*Obiettivo*
Riporta tutte le righe dell'elenco sotto forma di lista numerata, escludendo le righe vuote.

*Materiale di partenza*
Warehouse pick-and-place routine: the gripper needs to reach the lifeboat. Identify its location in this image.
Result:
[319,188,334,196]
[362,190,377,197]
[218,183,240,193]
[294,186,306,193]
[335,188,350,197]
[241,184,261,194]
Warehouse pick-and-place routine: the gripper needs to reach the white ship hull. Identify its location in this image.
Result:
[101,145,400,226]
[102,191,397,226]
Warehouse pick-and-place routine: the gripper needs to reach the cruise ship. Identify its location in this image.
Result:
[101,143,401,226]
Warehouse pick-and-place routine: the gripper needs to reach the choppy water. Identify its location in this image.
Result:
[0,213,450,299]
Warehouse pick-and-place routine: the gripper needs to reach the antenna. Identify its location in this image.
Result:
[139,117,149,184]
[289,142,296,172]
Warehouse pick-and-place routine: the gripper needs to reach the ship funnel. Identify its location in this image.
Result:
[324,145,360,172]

*Risultato*
1. Warehouse pick-and-place routine: the gripper needs to reach the lifeboat. Identify its location in this image.
2. Result:
3. [319,188,334,196]
4. [362,190,377,197]
5. [218,183,240,193]
6. [294,186,306,193]
7. [335,188,350,197]
8. [241,184,261,194]
9. Warehouse pick-and-place routine: the gripper needs to reach the white ship hull. Identify its location in this image.
10. Result:
11. [101,145,400,226]
12. [102,191,397,226]
13. Warehouse pick-and-place routine: the gripper needs to reach the cruise ship. Identify its location in this image.
14. Result:
15. [101,143,401,226]
16. Warehouse pick-and-place routine: the gripper needs to reach the choppy water. Identify its location in this image.
17. Result:
18. [0,213,450,299]
19. Warehouse pick-and-place routine: the gripper needs to reach the antenna. Identify its location in this image.
20. Result:
21. [139,117,149,184]
22. [289,142,296,172]
23. Warehouse pick-and-place routine: the gripper needs to reach the ship funnel. Identify its location in this image.
24. Result:
25. [324,145,360,172]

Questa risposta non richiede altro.